Count the lines in the records below that contain the string "crowd", and reply with the number alone.

.....

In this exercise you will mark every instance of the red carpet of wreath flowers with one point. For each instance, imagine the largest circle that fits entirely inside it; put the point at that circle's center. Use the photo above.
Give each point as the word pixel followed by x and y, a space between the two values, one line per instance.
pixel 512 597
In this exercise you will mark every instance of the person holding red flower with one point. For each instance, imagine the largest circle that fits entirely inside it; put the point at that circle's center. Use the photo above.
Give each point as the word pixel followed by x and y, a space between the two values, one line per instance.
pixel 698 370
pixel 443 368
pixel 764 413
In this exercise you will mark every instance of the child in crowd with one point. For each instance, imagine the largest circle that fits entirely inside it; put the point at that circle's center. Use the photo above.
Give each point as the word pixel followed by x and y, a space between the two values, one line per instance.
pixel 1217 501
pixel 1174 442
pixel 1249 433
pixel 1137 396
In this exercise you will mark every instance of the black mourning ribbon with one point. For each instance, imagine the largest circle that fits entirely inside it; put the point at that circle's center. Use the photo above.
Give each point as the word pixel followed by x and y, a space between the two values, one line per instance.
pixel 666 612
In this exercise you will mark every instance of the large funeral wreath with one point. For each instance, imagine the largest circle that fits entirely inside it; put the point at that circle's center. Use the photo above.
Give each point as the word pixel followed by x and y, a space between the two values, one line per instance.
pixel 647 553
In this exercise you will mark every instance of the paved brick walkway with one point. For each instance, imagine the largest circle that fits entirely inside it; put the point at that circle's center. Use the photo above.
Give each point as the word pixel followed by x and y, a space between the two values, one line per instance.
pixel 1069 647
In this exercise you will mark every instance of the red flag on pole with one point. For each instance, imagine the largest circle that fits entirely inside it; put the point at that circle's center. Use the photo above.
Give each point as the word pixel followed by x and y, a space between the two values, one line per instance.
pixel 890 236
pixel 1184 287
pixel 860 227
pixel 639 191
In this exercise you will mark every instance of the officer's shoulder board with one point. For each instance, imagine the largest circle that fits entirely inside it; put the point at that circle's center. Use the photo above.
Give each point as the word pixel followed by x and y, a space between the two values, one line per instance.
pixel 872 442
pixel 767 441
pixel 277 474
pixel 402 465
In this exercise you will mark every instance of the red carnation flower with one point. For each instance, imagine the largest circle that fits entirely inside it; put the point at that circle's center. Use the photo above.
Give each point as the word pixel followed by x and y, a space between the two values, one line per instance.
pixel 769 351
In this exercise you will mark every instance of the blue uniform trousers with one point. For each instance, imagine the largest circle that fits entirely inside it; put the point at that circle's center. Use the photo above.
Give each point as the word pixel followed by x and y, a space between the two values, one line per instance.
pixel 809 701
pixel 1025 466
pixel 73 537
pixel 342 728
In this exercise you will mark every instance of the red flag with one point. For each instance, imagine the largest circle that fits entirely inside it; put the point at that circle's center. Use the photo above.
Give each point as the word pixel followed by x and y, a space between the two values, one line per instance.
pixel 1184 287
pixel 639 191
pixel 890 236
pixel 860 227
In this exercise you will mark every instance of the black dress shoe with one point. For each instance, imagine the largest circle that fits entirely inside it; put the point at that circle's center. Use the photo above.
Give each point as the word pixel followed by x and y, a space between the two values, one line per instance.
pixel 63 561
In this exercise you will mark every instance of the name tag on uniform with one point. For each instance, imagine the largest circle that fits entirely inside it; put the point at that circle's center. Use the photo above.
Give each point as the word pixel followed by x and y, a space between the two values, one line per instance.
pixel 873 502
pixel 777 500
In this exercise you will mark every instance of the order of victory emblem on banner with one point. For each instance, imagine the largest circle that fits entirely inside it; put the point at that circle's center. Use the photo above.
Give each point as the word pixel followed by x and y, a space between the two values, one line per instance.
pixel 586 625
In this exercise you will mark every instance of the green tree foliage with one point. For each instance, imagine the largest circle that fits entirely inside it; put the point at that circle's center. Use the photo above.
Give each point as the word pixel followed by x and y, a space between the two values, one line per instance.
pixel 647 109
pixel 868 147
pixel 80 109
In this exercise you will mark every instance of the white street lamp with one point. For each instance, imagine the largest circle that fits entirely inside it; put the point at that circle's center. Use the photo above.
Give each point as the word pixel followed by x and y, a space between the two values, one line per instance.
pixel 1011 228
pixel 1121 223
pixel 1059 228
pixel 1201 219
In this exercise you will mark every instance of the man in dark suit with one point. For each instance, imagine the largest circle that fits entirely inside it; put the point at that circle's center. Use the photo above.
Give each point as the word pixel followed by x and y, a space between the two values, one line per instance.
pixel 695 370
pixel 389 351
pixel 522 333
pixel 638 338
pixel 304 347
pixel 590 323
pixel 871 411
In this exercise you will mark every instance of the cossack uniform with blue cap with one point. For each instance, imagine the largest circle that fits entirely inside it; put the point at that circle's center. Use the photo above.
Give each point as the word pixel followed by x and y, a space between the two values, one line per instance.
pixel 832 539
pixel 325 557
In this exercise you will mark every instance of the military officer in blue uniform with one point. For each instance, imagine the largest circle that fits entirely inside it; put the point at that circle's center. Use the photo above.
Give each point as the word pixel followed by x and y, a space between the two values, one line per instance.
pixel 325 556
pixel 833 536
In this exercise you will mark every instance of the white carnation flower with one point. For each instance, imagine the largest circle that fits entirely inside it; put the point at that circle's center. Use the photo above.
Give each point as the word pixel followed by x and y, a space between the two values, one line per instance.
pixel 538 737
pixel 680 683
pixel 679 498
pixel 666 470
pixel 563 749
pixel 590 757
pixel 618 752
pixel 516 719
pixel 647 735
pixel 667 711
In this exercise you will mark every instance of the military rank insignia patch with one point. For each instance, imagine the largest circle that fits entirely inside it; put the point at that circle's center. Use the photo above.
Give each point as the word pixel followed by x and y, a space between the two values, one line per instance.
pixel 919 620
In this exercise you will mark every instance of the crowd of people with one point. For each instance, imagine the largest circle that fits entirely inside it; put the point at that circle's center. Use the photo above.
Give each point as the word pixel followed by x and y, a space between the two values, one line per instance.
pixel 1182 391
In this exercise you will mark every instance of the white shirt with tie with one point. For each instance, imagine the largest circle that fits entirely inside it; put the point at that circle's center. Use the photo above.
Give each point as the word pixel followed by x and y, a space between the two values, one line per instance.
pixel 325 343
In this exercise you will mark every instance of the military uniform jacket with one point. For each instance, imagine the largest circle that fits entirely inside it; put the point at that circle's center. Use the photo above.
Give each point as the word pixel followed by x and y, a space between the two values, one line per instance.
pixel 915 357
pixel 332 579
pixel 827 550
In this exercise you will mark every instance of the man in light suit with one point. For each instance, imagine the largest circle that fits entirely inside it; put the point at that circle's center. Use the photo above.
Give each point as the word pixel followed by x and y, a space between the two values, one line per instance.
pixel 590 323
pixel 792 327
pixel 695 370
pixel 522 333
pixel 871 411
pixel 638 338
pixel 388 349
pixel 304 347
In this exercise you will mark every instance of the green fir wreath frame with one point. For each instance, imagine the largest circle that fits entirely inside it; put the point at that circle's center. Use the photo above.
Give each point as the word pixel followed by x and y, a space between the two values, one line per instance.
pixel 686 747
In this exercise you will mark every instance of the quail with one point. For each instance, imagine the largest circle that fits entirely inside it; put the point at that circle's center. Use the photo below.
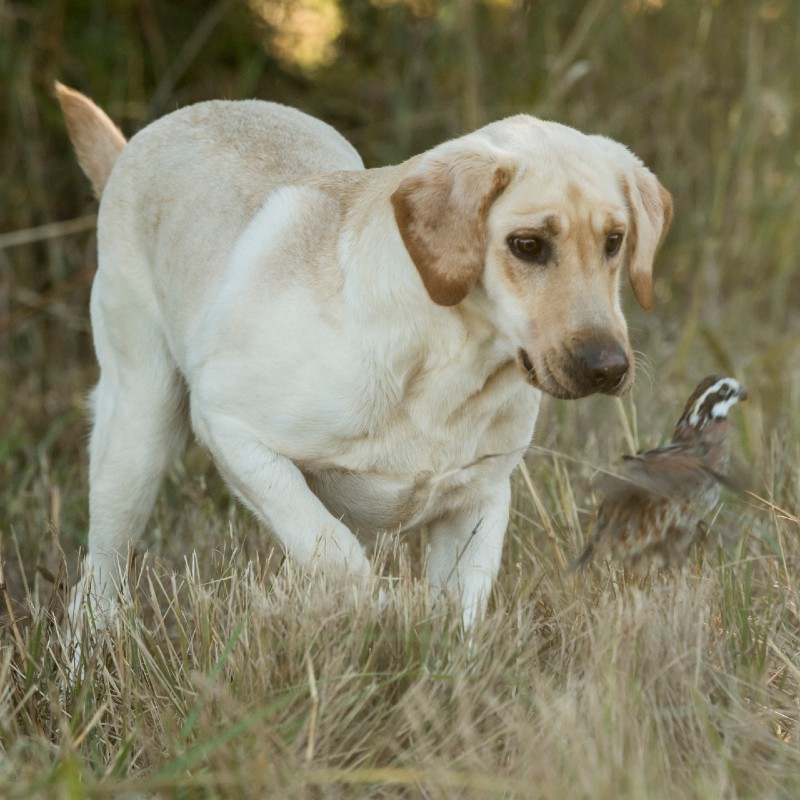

.....

__Exercise output__: 2